OBJETIVO A |
Reproduza fielmente a parte do texto sobre a reforma tributária que começa nas palavras "Com a derrota" e termina em "para o exterior.".
OBJETIVO B |
Nos registros, reescreva apenas a parte que vai da linha com "of the shoreline" até o fim dos registros, trocando "planogram cross-check" por "inventory check" e mantendo todo o resto igual.

TRECHO DO TEXTO |
::::

Por uma reforma tributária justa. Por João Stedile, Demétrio Valentini, José Moroni e Emir Sader
Defendemos que o "corte de gastos públicos" incida sobre o superávit
primário e o pagamento dos juros da dívida pública
AS CLASSES dominantes fizeram uma articulação e, por meio dos seus
parlamentares no Senado, conseguiram derrubar a CPMF (Contribuição Provisória
sobre Movimentação Financeira). Logo depois, aprovaram a continuidade da DRU
(Desvinculação de Receitas da União), que permite o desvio de 20% da receita da
União. Com isso, recursos podem ser utilizados sem controle para o pagamento de
juros, em vez de em investimentos sociais.
A questão fundamental é que a
CPMF era um imposto que taxava principalmente os mais ricos -70% da sua
arrecadação vinha de grandes empresas e bancos. Além disso, impedia sonegação,
fraudes e desvios.
Com a derrota no Senado, o governo federal tomou a
iniciativa de aumentar o IOF (Imposto sobre Operações Financeiras) e a CSLL
(Contribuição Social sobre o Lucro Líquido) e retomou a cobrança do imposto
sobre as remessas de lucros para o exterior.

::::

Registros
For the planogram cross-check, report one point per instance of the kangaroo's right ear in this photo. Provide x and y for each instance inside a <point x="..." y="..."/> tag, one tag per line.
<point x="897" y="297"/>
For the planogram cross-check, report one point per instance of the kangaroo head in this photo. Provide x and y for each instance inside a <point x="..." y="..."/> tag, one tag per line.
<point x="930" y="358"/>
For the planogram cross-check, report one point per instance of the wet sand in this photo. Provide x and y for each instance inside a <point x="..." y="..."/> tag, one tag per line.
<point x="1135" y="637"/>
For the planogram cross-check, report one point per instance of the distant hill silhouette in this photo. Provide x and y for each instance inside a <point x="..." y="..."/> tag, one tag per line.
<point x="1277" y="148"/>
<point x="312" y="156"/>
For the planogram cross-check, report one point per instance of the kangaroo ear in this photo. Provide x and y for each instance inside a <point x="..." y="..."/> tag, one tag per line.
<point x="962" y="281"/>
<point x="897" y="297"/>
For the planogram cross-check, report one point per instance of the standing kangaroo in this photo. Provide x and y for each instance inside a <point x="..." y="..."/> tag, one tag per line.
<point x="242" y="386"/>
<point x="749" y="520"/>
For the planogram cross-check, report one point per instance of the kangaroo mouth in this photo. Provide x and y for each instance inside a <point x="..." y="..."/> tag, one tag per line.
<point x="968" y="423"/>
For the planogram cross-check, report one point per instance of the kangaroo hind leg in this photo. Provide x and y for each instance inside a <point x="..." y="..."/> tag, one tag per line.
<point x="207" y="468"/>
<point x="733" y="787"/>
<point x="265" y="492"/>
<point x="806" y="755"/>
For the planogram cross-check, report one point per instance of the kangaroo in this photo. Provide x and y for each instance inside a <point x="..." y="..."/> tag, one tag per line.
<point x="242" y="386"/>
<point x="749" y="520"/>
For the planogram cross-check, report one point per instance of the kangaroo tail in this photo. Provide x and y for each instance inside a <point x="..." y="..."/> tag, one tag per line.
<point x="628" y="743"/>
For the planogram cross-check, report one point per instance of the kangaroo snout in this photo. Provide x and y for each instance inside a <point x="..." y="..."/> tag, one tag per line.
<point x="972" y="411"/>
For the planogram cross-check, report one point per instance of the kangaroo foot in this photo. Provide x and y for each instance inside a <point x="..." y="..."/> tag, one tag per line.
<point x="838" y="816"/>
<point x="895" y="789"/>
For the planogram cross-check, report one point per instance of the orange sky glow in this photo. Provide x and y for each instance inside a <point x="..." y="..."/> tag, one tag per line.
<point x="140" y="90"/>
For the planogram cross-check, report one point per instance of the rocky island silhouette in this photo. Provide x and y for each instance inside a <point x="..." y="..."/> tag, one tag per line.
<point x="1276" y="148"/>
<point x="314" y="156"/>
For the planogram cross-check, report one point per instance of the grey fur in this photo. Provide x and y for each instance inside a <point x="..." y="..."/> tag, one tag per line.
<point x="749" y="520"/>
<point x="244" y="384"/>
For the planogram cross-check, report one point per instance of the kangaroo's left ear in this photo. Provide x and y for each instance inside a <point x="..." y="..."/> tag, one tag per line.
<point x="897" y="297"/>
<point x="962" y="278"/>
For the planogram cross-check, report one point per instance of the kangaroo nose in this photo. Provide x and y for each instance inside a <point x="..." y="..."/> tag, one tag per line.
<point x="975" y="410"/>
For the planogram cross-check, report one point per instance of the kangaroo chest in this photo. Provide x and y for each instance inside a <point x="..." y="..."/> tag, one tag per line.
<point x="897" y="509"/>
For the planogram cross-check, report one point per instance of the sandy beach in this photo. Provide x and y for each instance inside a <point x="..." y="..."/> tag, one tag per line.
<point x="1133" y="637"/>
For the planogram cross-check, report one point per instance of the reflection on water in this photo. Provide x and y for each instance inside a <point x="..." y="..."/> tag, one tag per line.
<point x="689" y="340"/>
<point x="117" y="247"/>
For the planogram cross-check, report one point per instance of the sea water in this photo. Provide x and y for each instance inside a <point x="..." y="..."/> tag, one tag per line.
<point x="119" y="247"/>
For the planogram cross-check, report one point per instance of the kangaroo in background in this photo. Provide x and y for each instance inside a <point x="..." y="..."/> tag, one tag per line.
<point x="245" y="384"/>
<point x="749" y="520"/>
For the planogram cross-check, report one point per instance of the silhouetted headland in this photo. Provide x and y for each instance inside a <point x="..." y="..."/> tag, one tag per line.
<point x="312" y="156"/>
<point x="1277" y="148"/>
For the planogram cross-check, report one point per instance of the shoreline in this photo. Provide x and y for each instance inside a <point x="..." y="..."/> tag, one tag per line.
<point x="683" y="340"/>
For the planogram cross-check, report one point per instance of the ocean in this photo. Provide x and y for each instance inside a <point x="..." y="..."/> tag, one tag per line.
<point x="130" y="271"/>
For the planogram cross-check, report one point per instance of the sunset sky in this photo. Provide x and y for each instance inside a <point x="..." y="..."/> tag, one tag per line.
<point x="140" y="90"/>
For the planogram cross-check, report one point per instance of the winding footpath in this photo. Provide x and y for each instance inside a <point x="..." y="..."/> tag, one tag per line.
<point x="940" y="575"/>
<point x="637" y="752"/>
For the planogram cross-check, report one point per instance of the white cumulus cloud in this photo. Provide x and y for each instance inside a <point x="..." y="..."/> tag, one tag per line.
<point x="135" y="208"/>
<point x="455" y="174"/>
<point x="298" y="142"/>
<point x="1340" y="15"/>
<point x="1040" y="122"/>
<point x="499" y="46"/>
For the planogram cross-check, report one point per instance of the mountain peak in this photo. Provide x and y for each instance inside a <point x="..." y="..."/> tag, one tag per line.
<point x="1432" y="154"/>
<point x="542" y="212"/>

::::

RESULTADO A |
Com a derrota no Senado, o governo federal tomou a
iniciativa de aumentar o IOF (Imposto sobre Operações Financeiras) e a CSLL
(Contribuição Social sobre o Lucro Líquido) e retomou a cobrança do imposto
sobre as remessas de lucros para o exterior.

RESULTADO B |
For the inventory check, report one point per instance of the shoreline in this photo. Provide x and y for each instance inside a <point x="..." y="..."/> tag, one tag per line.
<point x="683" y="340"/>
For the inventory check, report one point per instance of the ocean in this photo. Provide x and y for each instance inside a <point x="..." y="..."/> tag, one tag per line.
<point x="130" y="271"/>
For the inventory check, report one point per instance of the sunset sky in this photo. Provide x and y for each instance inside a <point x="..." y="..."/> tag, one tag per line.
<point x="140" y="90"/>
For the inventory check, report one point per instance of the winding footpath in this photo. Provide x and y for each instance inside a <point x="..." y="..."/> tag, one tag per line.
<point x="940" y="575"/>
<point x="637" y="752"/>
For the inventory check, report one point per instance of the white cumulus cloud in this photo. Provide x and y for each instance inside a <point x="..." y="..."/> tag, one tag per line.
<point x="135" y="208"/>
<point x="455" y="174"/>
<point x="298" y="142"/>
<point x="1340" y="15"/>
<point x="1040" y="122"/>
<point x="499" y="46"/>
For the inventory check, report one point per instance of the mountain peak in this photo. Provide x and y for each instance inside a <point x="..." y="..."/> tag, one tag per line.
<point x="1432" y="154"/>
<point x="542" y="212"/>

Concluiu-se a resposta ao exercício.